# [Assigned task]
Would you filter the listing below so that only lines with the word "glass" remain?

[Task input — start]

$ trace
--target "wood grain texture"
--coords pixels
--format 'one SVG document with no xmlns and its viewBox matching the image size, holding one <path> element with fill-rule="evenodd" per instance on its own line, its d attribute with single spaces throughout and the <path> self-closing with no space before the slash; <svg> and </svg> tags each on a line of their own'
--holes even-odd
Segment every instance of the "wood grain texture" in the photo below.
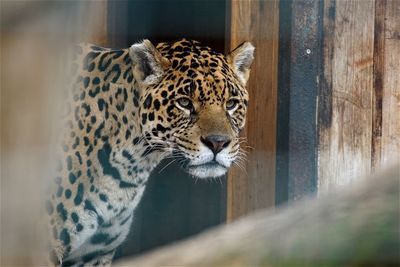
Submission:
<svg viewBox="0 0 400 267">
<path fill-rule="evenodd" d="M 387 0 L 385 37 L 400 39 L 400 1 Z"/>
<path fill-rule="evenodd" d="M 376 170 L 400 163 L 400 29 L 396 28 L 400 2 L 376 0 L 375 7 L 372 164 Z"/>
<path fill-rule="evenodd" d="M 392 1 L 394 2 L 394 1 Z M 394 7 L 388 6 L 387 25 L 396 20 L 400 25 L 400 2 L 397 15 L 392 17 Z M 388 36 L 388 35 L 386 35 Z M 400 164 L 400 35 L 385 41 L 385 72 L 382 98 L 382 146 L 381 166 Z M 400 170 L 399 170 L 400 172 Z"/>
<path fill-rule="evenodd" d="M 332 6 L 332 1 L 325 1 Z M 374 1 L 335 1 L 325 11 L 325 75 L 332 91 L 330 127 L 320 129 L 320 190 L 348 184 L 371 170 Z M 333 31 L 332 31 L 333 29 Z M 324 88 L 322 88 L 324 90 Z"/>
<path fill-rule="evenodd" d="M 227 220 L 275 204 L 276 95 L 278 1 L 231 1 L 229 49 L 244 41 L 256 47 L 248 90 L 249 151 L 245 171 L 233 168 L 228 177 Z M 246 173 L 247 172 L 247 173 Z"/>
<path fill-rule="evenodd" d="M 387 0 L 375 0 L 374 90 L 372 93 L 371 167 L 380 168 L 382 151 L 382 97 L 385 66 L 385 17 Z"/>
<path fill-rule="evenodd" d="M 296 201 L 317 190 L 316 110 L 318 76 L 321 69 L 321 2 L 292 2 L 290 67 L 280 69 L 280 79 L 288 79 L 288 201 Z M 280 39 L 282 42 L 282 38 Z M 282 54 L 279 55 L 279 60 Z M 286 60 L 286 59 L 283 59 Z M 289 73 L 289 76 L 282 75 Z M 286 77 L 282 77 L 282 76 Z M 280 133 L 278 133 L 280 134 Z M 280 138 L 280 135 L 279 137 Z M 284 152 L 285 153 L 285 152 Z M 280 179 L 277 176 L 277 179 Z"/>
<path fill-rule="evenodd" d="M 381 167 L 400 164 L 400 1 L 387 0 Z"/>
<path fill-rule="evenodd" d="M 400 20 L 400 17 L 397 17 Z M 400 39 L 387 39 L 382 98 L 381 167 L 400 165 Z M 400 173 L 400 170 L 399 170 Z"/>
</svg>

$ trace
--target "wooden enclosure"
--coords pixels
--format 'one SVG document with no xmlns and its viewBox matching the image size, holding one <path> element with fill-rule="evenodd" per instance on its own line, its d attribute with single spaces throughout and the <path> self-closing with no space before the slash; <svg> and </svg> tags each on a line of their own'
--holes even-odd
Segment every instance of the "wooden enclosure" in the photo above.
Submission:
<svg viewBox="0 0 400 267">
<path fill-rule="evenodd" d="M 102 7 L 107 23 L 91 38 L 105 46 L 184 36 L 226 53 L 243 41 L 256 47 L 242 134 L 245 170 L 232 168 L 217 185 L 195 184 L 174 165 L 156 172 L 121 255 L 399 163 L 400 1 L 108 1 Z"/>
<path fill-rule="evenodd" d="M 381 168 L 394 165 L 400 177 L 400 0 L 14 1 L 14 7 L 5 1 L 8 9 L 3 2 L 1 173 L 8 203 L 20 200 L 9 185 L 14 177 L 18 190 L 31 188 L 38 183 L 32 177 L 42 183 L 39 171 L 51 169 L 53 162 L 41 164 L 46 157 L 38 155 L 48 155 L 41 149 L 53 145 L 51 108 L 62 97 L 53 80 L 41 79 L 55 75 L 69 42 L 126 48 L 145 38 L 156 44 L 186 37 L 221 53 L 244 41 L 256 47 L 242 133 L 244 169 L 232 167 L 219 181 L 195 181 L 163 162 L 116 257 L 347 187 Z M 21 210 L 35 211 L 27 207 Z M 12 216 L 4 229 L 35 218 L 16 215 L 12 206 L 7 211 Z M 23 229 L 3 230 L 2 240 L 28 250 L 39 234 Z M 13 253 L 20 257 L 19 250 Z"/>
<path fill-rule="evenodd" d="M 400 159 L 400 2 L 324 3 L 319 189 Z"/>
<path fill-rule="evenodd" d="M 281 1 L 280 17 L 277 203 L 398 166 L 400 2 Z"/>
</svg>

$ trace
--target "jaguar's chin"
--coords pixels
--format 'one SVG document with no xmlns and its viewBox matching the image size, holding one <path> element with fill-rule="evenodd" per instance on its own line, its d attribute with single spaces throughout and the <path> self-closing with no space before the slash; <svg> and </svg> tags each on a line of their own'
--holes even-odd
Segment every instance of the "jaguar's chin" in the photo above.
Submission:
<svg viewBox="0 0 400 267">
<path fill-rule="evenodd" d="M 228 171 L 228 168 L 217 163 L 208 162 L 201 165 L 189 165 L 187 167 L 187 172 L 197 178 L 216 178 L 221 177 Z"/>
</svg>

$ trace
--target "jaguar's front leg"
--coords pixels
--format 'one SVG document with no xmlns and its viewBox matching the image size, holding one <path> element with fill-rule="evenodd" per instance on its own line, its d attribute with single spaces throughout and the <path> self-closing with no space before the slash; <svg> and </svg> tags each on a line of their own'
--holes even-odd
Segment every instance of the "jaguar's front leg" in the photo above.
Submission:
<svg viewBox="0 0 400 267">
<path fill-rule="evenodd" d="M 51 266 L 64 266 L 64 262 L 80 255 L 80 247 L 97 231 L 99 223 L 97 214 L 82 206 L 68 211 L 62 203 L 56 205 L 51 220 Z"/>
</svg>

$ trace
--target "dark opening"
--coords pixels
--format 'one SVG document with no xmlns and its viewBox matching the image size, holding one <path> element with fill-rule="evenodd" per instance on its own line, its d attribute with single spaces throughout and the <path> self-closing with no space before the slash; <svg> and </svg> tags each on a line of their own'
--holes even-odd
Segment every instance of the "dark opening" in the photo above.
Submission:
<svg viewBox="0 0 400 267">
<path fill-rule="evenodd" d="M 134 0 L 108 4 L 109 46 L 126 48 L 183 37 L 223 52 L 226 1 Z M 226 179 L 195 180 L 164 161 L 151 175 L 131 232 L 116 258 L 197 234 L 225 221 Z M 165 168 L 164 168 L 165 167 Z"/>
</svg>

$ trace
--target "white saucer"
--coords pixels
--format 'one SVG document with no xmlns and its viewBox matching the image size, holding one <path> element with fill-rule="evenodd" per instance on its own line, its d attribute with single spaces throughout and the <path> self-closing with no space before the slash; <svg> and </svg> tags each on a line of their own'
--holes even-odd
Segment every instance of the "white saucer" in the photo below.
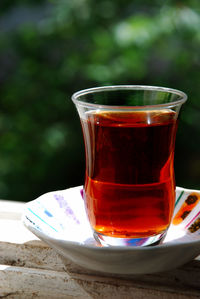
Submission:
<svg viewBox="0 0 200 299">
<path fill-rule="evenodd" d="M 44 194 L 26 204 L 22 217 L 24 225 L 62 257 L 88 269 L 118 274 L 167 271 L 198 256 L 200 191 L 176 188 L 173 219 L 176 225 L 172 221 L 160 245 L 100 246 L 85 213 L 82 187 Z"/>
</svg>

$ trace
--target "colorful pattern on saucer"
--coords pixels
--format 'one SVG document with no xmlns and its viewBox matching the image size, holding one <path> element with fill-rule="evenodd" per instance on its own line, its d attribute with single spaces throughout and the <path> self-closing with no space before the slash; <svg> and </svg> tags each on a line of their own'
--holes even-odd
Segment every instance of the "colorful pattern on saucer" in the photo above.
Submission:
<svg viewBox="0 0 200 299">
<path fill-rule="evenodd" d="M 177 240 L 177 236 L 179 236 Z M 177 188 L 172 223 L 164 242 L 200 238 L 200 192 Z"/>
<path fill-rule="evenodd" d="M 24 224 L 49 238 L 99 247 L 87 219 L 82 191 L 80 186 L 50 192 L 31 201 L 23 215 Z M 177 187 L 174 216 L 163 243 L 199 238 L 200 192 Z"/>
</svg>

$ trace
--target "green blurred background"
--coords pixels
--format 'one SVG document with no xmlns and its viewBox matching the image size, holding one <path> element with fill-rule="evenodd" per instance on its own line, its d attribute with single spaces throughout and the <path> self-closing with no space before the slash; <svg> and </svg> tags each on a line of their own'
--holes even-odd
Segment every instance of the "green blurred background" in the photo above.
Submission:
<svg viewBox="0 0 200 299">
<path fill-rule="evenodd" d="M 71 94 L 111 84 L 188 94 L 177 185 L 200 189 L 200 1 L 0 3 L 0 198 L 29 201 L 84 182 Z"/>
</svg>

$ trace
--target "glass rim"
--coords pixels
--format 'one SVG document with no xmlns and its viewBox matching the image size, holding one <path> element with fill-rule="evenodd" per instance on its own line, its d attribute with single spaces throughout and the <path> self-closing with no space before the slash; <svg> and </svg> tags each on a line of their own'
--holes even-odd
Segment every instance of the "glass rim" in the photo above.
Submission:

[Task input — finish]

# [Response box]
--target "glass rim"
Segment every instance of the "glass rim" in the photo above.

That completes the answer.